--- START OF DATA SUPPLIED ---

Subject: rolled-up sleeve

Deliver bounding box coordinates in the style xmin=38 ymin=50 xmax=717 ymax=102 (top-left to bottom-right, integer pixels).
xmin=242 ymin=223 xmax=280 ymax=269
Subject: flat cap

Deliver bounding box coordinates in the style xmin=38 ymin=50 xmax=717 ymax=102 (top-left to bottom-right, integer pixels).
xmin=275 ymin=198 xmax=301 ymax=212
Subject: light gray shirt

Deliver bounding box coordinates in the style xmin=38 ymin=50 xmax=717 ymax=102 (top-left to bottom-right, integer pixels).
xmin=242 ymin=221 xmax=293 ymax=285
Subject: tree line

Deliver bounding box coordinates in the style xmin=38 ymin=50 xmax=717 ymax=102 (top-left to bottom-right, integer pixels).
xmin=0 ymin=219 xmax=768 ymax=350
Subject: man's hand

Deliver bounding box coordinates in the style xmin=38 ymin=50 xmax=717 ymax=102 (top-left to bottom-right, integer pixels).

--- END OF DATA SUPPLIED ---

TASK TO COMPLETE: Rewrite all of the items above, changing every occurrence of "Subject" to "Target" and leaving everything else as it is.

EXERCISE RESPONSE:
Target: rolled-up sleeve

Deliver bounding box coordinates in the style xmin=38 ymin=50 xmax=717 ymax=102 (top-left to bottom-right, integer pixels).
xmin=242 ymin=223 xmax=280 ymax=269
Target: flat cap

Deliver bounding box coordinates in the style xmin=38 ymin=50 xmax=717 ymax=102 (top-left to bottom-right, integer pixels).
xmin=275 ymin=198 xmax=301 ymax=212
Target: light gray shirt

Deliver bounding box coordinates in the style xmin=38 ymin=50 xmax=717 ymax=102 (top-left to bottom-right, integer pixels).
xmin=242 ymin=221 xmax=293 ymax=285
Target: tree line

Deliver bounding box coordinates in the style xmin=38 ymin=50 xmax=717 ymax=102 (top-left to bottom-right, integer pixels).
xmin=0 ymin=219 xmax=768 ymax=350
Target: man's hand

Deliver bounding box coordinates in the style xmin=38 ymin=50 xmax=717 ymax=102 (top-left to bottom-right, integer pixels).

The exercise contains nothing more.